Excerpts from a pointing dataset
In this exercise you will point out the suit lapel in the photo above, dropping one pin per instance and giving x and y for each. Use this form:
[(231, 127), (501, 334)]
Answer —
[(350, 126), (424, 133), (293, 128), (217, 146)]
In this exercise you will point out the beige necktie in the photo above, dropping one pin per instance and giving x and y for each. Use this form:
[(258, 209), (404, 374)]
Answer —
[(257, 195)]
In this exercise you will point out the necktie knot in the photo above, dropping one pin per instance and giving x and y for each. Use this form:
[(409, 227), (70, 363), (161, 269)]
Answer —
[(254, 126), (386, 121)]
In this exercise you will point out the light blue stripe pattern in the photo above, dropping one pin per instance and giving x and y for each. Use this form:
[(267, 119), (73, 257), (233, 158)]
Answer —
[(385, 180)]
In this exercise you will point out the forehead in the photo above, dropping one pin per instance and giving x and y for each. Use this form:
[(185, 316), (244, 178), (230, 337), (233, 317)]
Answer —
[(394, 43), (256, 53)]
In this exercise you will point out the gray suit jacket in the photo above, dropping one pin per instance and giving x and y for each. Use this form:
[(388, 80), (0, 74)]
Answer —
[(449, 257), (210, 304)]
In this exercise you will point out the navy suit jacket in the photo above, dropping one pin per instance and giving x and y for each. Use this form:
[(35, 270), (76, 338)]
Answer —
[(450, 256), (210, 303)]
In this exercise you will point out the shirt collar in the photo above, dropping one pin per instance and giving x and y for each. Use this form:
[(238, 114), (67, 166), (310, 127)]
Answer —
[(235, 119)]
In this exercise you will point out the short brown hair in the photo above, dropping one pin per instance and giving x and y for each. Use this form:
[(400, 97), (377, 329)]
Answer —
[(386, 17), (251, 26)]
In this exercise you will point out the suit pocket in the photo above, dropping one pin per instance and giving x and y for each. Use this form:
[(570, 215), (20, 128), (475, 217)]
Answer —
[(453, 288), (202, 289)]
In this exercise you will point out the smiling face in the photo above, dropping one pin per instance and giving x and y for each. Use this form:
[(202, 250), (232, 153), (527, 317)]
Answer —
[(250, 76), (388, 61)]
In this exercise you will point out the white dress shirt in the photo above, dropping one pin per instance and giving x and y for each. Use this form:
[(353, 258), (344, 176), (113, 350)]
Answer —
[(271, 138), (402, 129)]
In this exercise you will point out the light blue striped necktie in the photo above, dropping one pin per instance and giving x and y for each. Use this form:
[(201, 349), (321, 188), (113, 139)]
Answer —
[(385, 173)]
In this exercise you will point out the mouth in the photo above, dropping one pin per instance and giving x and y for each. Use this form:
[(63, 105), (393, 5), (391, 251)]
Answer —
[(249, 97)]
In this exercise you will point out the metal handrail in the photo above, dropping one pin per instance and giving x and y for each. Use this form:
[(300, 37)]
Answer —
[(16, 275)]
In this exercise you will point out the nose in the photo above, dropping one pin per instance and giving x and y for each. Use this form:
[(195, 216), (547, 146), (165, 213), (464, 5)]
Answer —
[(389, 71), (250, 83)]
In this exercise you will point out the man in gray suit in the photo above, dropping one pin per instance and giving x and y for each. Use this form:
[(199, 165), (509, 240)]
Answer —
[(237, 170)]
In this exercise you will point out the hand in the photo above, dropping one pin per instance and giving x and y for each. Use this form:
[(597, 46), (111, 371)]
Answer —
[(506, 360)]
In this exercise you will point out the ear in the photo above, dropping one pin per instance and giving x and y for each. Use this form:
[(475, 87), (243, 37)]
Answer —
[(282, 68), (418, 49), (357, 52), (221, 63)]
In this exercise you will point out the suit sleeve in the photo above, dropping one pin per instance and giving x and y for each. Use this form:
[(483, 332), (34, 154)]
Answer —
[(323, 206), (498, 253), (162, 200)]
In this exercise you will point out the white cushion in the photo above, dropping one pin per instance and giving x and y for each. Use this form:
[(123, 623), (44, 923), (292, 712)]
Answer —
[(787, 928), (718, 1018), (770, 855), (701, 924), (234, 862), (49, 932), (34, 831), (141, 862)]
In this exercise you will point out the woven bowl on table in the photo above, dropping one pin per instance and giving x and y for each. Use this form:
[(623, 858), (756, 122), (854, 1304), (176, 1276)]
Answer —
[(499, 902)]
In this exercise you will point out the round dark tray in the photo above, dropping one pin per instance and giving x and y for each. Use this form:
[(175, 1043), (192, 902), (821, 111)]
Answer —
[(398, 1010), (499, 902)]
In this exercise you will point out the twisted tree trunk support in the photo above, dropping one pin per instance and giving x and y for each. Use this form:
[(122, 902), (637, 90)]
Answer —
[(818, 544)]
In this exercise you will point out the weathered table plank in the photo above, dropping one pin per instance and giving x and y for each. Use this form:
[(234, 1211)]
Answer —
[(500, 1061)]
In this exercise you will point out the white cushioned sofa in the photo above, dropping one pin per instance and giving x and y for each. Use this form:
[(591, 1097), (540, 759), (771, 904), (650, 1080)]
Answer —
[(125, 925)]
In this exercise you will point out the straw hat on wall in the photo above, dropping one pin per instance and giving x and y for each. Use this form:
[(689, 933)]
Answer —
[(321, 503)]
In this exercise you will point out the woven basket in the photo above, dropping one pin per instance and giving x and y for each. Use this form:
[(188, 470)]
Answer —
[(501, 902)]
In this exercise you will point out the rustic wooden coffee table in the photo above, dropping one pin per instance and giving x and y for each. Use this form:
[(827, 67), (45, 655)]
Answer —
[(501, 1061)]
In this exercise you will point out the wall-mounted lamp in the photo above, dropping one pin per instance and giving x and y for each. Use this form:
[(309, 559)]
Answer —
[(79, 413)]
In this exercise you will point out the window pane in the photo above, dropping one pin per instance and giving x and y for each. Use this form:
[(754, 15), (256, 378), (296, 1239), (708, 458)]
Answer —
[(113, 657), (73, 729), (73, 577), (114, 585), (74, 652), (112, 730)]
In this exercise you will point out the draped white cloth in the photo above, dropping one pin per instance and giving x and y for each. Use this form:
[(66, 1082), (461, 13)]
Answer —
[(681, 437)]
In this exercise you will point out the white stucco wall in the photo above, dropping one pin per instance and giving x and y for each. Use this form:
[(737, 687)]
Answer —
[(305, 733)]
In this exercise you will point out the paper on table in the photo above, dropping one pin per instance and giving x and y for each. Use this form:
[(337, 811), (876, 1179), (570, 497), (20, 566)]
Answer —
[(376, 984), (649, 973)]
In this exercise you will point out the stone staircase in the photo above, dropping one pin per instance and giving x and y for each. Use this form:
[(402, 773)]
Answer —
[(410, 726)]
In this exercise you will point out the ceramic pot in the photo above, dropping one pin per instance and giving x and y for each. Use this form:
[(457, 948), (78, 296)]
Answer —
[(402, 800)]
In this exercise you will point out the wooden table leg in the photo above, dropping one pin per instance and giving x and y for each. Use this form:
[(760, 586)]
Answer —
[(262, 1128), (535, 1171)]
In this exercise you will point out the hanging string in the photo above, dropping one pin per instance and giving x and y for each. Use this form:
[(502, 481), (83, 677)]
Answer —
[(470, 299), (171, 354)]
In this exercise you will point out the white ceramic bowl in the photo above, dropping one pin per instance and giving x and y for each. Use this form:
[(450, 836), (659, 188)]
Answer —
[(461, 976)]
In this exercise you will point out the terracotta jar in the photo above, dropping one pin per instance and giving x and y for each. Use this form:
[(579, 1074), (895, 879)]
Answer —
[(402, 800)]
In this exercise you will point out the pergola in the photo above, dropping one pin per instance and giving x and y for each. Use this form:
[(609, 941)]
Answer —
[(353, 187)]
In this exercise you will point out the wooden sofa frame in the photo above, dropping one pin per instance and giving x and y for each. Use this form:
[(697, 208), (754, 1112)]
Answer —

[SET TASK]
Print all of the data above again, line for line, with no changes.

[WRITTEN ANSWER]
In this exercise you will point out the suit lapel in the photo above, dropping one pin per instance and giving x and y for each. Use this form:
[(231, 127), (501, 334)]
Answer —
[(350, 126), (424, 133), (293, 128), (217, 146)]
In this exercise you will point out the beige necktie in the photo above, dropping one pin per instance and giving x and y for each. Use this form:
[(258, 209), (404, 374)]
Answer —
[(257, 195)]
In this exercise you will point out the necktie knot in the photo above, dropping one pin per instance and giving x and y for each. Use this form:
[(409, 227), (70, 363), (161, 269)]
Answer —
[(254, 126), (386, 121)]
In this exercise you will point out the light blue stripe pattern in the photo above, dropping one pin per instance and giving x and y for each. Use this form:
[(267, 119), (73, 257), (233, 158)]
Answer —
[(385, 180)]
In this exercise you will point out the forehead in the photo above, dropping one pin per instance and giving x and y for each. Use this form:
[(185, 316), (244, 178), (230, 337), (233, 317)]
Answer —
[(394, 43), (256, 53)]
In this exercise you will point out the gray suit jacket in the photo above, dropping one pin per instance and giving x and y for each. Use this form:
[(388, 80), (0, 74)]
Answer —
[(449, 257), (210, 304)]
In this exercise you will point out the navy suit jacket in the photo above, dropping one pin per instance and giving x and y for each. Use this form:
[(35, 270), (76, 338)]
Answer —
[(450, 256), (210, 303)]
In this exercise you will point out the shirt collar in the photo above, dropping one pin per instance and giving x and y for each. Use this form:
[(238, 114), (67, 166), (310, 127)]
Answer —
[(235, 119)]
In this exercise you will point out the short brown hair in the photo above, dropping one pin per instance and giving x and y for each. Use this form:
[(400, 97), (377, 329)]
Answer —
[(386, 17), (251, 26)]
In this exercise you will point out the suit pocket in the photo above, dropping one pin per instance and giving x and y for each. Use this form:
[(570, 215), (20, 128), (475, 217)]
Answer —
[(453, 288), (202, 289)]
In this exercise you will point out the smiling face in the photo above, dropping one pin per instance and giving x and y for each. Use this form:
[(202, 250), (232, 153), (527, 317)]
Answer —
[(250, 76), (388, 61)]
In this exercise you will point out the white dress shirt in the photo above, dropping one pin per instance and giving x and y for each. Use this form:
[(353, 258), (344, 176), (113, 350)]
Answer —
[(271, 138), (402, 129)]
In this exercise you will point out the light blue striped necktie in the photo above, dropping one pin per instance and giving x and y for each. Use this form:
[(201, 349), (321, 188), (113, 139)]
Answer —
[(385, 173)]
In this exercise you will point out the mouth in the photo above, dropping one pin per instance and giving x and y for each. Use this form:
[(63, 105), (393, 5), (391, 251)]
Answer —
[(249, 97)]
In this exercise you will point out the metal handrail in the photo above, dropping one pin per instance and giving x and y for each. Use this form:
[(300, 37)]
Answer —
[(16, 275)]
In this exercise you will point out the nose in the photo above, dropping one pin per instance and giving x and y for each. Use this form:
[(195, 216), (547, 146), (165, 213), (464, 5)]
Answer —
[(389, 71), (250, 83)]
In this exercise you will point out the man in gray suit in the photo above, dropping one pin per instance and giving x and y for each. Use this form:
[(199, 165), (509, 240)]
Answer —
[(237, 170)]
In this exercise you will point out the hand in the photo above, dropping one pin per instance and giving x and y for each. Use this form:
[(597, 46), (111, 371)]
Answer —
[(506, 360)]
In this exercise you will point out the ear in the photo above, dropping one pin per instance and giving x and y for each. Use this form:
[(475, 87), (243, 37)]
Answer —
[(282, 68), (418, 49), (357, 52), (221, 63)]
In this exercise you will point out the suit sleeve in the photo above, dropping one pin per instance and giving x and y for each. Use this form:
[(483, 332), (34, 154)]
Answer —
[(323, 206), (498, 253), (162, 200)]
In this exercise you will point out the white cushion in the photo above, dropping one pin per instance and giving x and y for each. Use this form:
[(123, 623), (44, 923), (292, 712)]
Answer —
[(787, 928), (718, 1018), (770, 855), (701, 924), (234, 862), (49, 932), (34, 831), (141, 862)]
In this exercise you will point out the woven bowl on table in the photo above, dropping one pin per instance and giving x and y for each. Use this form:
[(623, 858), (756, 122), (854, 1304), (176, 1276)]
Answer —
[(499, 902)]
In this exercise you will point out the round dark tray in the photo above, dropping one pin per instance and giving x and y for each. Use this form:
[(175, 1043), (192, 902), (821, 111)]
Answer —
[(398, 1010), (499, 902)]
In this exercise you will point out the twisted tree trunk support in the photo above, dropping one pin per instance and giving x and y for each. Use this form:
[(122, 902), (637, 90)]
Answer —
[(818, 544)]
In this exercise you will point out the weathered table plank in the photo above, dropping one pin per instance and giving x and y for each. Use this form:
[(234, 1211)]
Answer —
[(500, 1061)]
In this exercise you will point out the white cushioned sofa in the photo above, dropping one pin per instance and giving x and y for each. Use this form:
[(591, 1097), (540, 759), (771, 904), (650, 1080)]
Answer —
[(125, 925)]
In this exercise you will point out the straw hat on wall in the photo above, dropping one pin per instance and giving x and y for each. Use this form:
[(689, 933)]
Answer —
[(321, 503)]
In this exercise you will point out the woven basket in the photo above, dropping one pin per instance and giving x and y for each. Use this form:
[(188, 470)]
Answer —
[(501, 902)]
In this exercise you will point out the rustic wooden coffee table in the photo above, dropping one pin per instance and giving x and y for each. Use this form:
[(827, 67), (45, 655)]
Answer —
[(501, 1061)]
In this exercise you will point out the wall-mounted lamp in the photo above, dropping one pin per instance and giving x and y for each. Use this form:
[(309, 559)]
Answer —
[(79, 413)]
In this exercise you will point out the window pane in the photo above, dropping one pin per instance and giving x and y for each. Use this form:
[(754, 15), (256, 378), (296, 1239), (708, 458)]
Answer —
[(113, 657), (73, 729), (73, 577), (114, 585), (74, 652), (112, 730)]
In this exercise you will point out the draped white cloth in the photo above, dropping one pin per instance and giving x and y for each. Use this form:
[(66, 1082), (461, 13)]
Answer —
[(681, 437)]
In this exercise you will point out the white stucco wall in the photo above, dropping one pin per instance and giving x and y for each. Use this form:
[(737, 687)]
Answer —
[(305, 733)]
In this exercise you will point out the paper on table in the photo above, dropping one pin per instance and giving x and y for each. Use this form:
[(337, 811), (876, 1179), (570, 497), (20, 566)]
Answer —
[(376, 984), (649, 973)]
In this exercise you will point out the stone staircase in the photo above, dropping one pin per instance and giving x and y for each. Use this form:
[(402, 773)]
Answer —
[(410, 726)]
In this exercise you will point out the ceramic pot in the photo above, dropping one pin per instance and giving x and y for each. Use this form:
[(457, 948), (78, 296)]
Answer —
[(402, 800)]
In this exercise you will point out the wooden table leg in the photo above, dropping one pin per instance and giving x and y for each. Use this form:
[(760, 586)]
Answer —
[(262, 1128), (535, 1171)]
In this exercise you will point out the hanging string in the photo above, dropping one pin per instance and giving x and y for each. Use this form:
[(502, 481), (83, 677)]
Answer —
[(470, 299), (171, 354)]
In this exercise you will point out the white ceramic bowl in the photo above, dropping one pin per instance and giving x and y for each. Use this form:
[(450, 836), (659, 188)]
Answer —
[(461, 976)]
In this exercise you will point out the terracotta jar in the photo above, dropping one pin per instance and giving x and y for each. Use this form:
[(579, 1074), (895, 879)]
Answer —
[(402, 800)]
In this exercise you will point out the pergola in the photo above, dropping one pin per instance and giving x and y for each. Use this form:
[(609, 941)]
Answer —
[(353, 187)]
In this exercise you will point out the wooden sofa frame in the photo above, dropping one pin per instance and giving x and y for each. Use this form:
[(697, 208), (754, 1112)]
Answer —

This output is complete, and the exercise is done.